Task to carry out:
Could you repeat the following lines word for word, leaving out the pictures?

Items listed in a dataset
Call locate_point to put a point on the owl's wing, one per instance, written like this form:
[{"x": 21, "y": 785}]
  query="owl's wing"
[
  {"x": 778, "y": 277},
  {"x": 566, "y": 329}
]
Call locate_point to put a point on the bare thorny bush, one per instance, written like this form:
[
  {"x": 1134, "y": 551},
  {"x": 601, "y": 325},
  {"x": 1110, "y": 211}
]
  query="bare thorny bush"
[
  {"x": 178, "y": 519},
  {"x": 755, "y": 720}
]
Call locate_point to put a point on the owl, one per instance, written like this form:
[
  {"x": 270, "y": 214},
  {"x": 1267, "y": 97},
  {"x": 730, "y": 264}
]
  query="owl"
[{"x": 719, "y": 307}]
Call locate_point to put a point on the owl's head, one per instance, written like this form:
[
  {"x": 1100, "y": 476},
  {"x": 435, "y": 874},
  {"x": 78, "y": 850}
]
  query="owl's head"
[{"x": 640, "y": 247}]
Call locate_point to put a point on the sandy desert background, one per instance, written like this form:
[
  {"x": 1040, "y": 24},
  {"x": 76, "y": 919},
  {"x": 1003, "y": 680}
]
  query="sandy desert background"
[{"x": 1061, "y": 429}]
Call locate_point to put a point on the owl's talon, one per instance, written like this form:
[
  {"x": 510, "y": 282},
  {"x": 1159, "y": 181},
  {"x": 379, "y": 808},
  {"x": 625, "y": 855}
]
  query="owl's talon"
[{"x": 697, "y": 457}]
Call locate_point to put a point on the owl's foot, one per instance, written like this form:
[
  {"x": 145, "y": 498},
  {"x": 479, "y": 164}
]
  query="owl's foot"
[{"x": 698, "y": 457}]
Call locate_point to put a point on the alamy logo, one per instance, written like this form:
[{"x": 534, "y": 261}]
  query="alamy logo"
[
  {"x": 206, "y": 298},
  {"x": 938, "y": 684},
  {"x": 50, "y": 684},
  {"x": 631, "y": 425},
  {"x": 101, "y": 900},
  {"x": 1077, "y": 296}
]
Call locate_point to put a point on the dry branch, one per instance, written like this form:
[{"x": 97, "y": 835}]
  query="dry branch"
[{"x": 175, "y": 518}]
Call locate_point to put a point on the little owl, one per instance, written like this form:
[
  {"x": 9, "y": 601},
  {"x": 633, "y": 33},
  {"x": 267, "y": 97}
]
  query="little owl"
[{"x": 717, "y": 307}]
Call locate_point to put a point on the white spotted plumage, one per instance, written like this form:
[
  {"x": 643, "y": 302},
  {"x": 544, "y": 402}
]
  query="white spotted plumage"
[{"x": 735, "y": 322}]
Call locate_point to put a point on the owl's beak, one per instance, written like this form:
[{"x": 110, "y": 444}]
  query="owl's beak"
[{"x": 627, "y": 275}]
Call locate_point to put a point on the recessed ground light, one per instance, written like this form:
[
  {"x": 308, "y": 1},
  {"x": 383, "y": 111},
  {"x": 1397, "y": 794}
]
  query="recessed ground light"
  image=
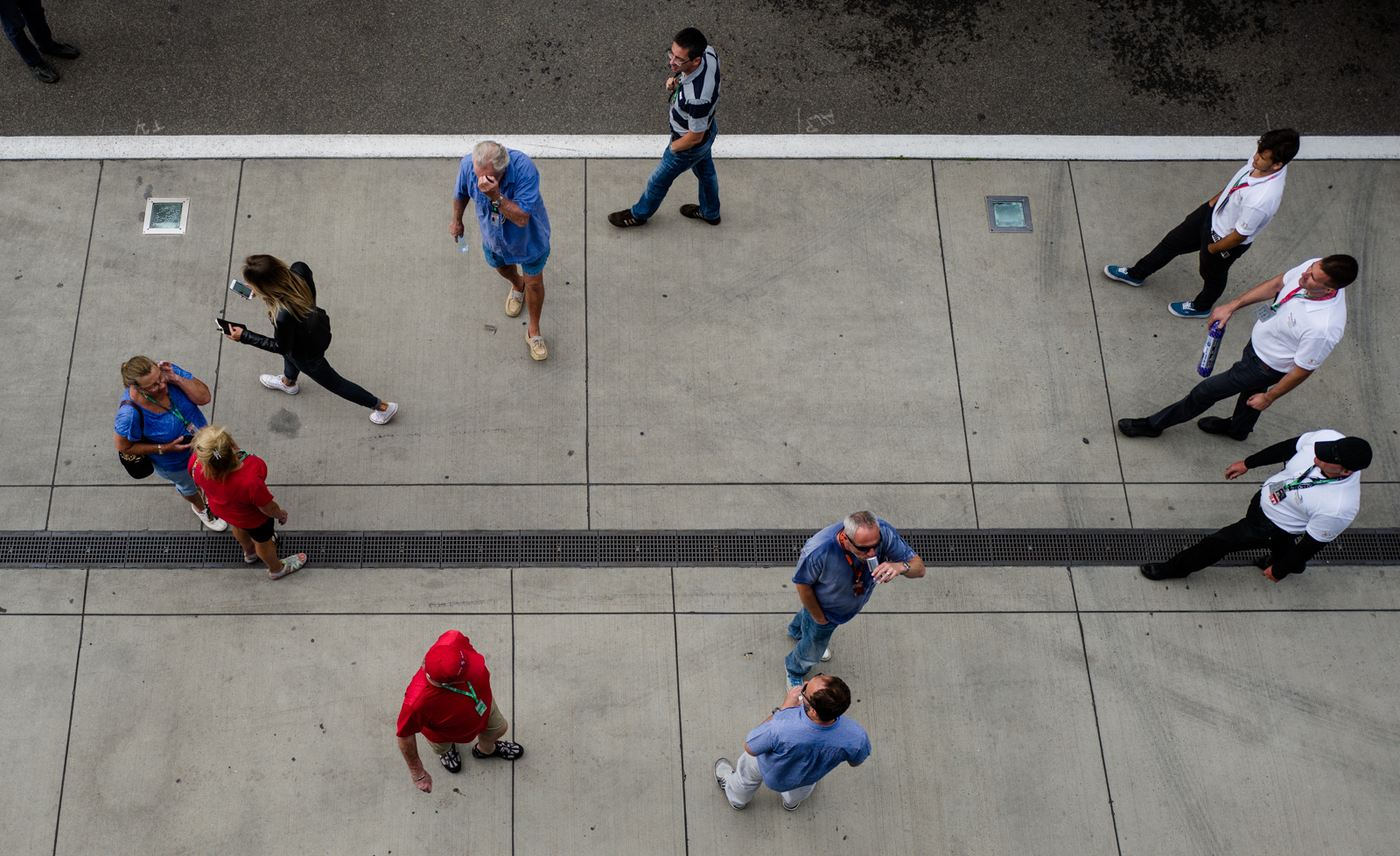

Result for this exercise:
Call locate_point to put a point on the owl's wing, one per instance, written like this form:
[{"x": 21, "y": 785}]
  query="owl's wing"
[
  {"x": 778, "y": 277},
  {"x": 566, "y": 329}
]
Call locate_point to put a point on the bare thorny bush, one per instance, written like this form:
[
  {"x": 1134, "y": 551},
  {"x": 601, "y": 325},
  {"x": 1110, "y": 211}
]
  query="bare thorny bush"
[
  {"x": 178, "y": 519},
  {"x": 755, "y": 720}
]
Call locate_point to put a point on the owl, one per instance, written like this form:
[
  {"x": 270, "y": 214},
  {"x": 1267, "y": 97},
  {"x": 730, "y": 264}
]
  query="owl"
[{"x": 719, "y": 307}]
Call locate_point to put a point on the owl's head, one per instance, written like this form:
[
  {"x": 1100, "y": 476},
  {"x": 435, "y": 874},
  {"x": 78, "y": 850}
]
  query="owl's head"
[{"x": 640, "y": 247}]
Call locate_point to put a point on the sandy desert background, one per instance, written like this form:
[
  {"x": 1040, "y": 24},
  {"x": 76, "y": 919},
  {"x": 1003, "y": 680}
]
  query="sandy desert background"
[{"x": 1061, "y": 429}]
Call locate_point to put a point on the owl's talon, one per instance, written like this form:
[
  {"x": 510, "y": 282},
  {"x": 1159, "y": 181},
  {"x": 379, "y": 808},
  {"x": 625, "y": 855}
]
  query="owl's talon"
[{"x": 697, "y": 457}]
Call locate_point to put a point on the owl's foot, one per instance, written like this form:
[
  {"x": 145, "y": 498},
  {"x": 479, "y": 164}
]
  query="owl's foot"
[{"x": 698, "y": 457}]
Call locate_point to put a point on the alamy logo, one per instance, written like this form:
[{"x": 534, "y": 261}]
  query="alamy logo"
[
  {"x": 206, "y": 298},
  {"x": 938, "y": 684},
  {"x": 50, "y": 684},
  {"x": 631, "y": 425},
  {"x": 101, "y": 900},
  {"x": 1077, "y": 296}
]
Call locate_point to put a point on the dry branch, one per instance, written like this form:
[{"x": 97, "y": 835}]
  query="dry branch"
[{"x": 175, "y": 518}]
Call locate_point to put a point on the little owl, one per instance, written like this form:
[
  {"x": 9, "y": 601},
  {"x": 633, "y": 33},
  {"x": 267, "y": 97}
]
  query="little owl"
[{"x": 717, "y": 307}]
Call locate_point to put a point on the white spotted plumage, one per instance, written like this form:
[
  {"x": 643, "y": 302},
  {"x": 544, "y": 402}
]
  query="white spotted plumage"
[{"x": 735, "y": 322}]
Call locate_point to put a point on the owl's beak, one per instance, written like this form:
[{"x": 110, "y": 444}]
  query="owl's beak"
[{"x": 627, "y": 275}]
Call locate_point to put a point on the recessed ground light, one per instance, written like this form:
[
  {"x": 308, "y": 1},
  {"x": 383, "y": 111},
  {"x": 1397, "y": 794}
]
  query="recessed ground light"
  image=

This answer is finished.